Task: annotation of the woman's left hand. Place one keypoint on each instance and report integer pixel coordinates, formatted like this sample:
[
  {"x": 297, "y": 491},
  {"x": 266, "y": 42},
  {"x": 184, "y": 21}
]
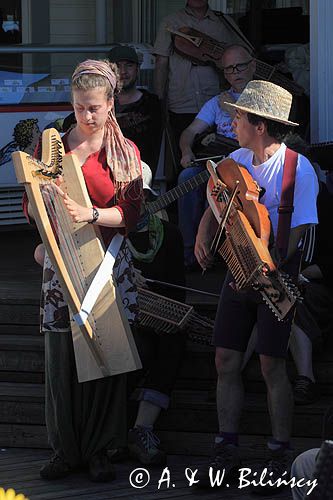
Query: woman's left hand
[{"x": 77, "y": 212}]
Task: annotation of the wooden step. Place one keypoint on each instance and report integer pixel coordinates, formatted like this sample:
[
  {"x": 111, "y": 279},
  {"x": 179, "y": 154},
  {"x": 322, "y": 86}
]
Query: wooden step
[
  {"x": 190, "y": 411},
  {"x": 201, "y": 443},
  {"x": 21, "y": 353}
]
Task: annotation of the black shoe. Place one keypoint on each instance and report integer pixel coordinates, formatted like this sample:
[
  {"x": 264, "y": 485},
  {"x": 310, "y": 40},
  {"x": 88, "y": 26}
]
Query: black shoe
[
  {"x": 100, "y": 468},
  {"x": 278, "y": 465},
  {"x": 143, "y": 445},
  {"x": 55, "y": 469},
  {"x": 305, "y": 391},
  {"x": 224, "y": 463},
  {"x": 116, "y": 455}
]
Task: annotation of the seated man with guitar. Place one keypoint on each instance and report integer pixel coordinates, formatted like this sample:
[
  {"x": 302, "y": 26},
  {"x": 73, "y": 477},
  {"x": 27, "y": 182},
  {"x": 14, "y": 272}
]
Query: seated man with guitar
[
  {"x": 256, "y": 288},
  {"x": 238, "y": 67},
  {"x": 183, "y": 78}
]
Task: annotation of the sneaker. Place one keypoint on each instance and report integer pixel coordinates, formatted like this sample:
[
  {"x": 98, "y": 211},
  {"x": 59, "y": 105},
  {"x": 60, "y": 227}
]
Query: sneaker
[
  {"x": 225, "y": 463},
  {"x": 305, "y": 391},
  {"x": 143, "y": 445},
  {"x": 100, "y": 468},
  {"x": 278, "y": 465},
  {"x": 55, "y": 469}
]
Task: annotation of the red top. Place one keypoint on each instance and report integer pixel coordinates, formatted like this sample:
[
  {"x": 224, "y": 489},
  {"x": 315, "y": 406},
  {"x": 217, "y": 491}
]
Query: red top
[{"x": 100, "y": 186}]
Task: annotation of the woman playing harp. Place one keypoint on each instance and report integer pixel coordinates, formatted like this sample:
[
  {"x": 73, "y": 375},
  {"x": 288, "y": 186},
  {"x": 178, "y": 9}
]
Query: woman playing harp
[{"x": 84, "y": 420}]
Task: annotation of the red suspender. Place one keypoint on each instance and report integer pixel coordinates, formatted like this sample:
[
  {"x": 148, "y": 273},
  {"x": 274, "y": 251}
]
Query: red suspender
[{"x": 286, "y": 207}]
++++++++
■ **The request**: Reproduce all of the data above verbatim, omitting the picture.

■ **Output for this task**:
Task: annotation of the woman's left hand. Place one keypoint on each instance and report integer pixel coordinates, formatted like this sample:
[
  {"x": 297, "y": 491},
  {"x": 266, "y": 42},
  {"x": 184, "y": 21}
]
Query: woman's left hand
[{"x": 77, "y": 212}]
Task: annotation of the wooden step. Place one keypoint on each instance and report integer pixel coordinates, formatted like this sample:
[
  {"x": 111, "y": 279},
  {"x": 179, "y": 154},
  {"x": 322, "y": 86}
]
Query: wooden step
[
  {"x": 190, "y": 411},
  {"x": 201, "y": 443},
  {"x": 21, "y": 353}
]
Task: annotation of the black shoe. Place one keypoint on each instance and report integer pixel coordinates, formatted like this sample:
[
  {"x": 264, "y": 485},
  {"x": 310, "y": 40},
  {"x": 88, "y": 26}
]
Query: black shoe
[
  {"x": 100, "y": 468},
  {"x": 278, "y": 465},
  {"x": 143, "y": 445},
  {"x": 55, "y": 469},
  {"x": 305, "y": 391},
  {"x": 224, "y": 463},
  {"x": 116, "y": 455}
]
Task: annotation of the seated man with guitar. Place one keypoint on each instance and report integer pixel coordinates, formatted like this sample:
[
  {"x": 302, "y": 26},
  {"x": 73, "y": 477},
  {"x": 27, "y": 182},
  {"x": 14, "y": 272}
]
Query: seated man with guitar
[
  {"x": 256, "y": 288},
  {"x": 238, "y": 67},
  {"x": 183, "y": 78}
]
Task: annotation of the sneaker. Place one keypoint on each instance and report integer pixel coordinates, formatted like this sample:
[
  {"x": 98, "y": 211},
  {"x": 59, "y": 105},
  {"x": 60, "y": 227}
]
Query: sneaker
[
  {"x": 225, "y": 463},
  {"x": 305, "y": 391},
  {"x": 143, "y": 445},
  {"x": 100, "y": 468},
  {"x": 278, "y": 465},
  {"x": 55, "y": 469}
]
Task: annotation of the red top. Place one keypoint on each instance and report integer pixel coordinates, formatted like this sample:
[
  {"x": 224, "y": 489},
  {"x": 315, "y": 406},
  {"x": 217, "y": 491}
]
Query: red top
[{"x": 100, "y": 186}]
Task: annotation of the woman playing harp. Place one keypoint on each instance and report integer pixel coordinates, formatted like this sample:
[
  {"x": 73, "y": 375},
  {"x": 288, "y": 186},
  {"x": 178, "y": 9}
]
Query: woman playing harp
[{"x": 84, "y": 420}]
Task: annotation of the red suspender. Place one keypoint on each instance and report integer pixel coordinates, formatted like this sample:
[
  {"x": 148, "y": 273},
  {"x": 274, "y": 251}
]
Query: red suspender
[{"x": 286, "y": 207}]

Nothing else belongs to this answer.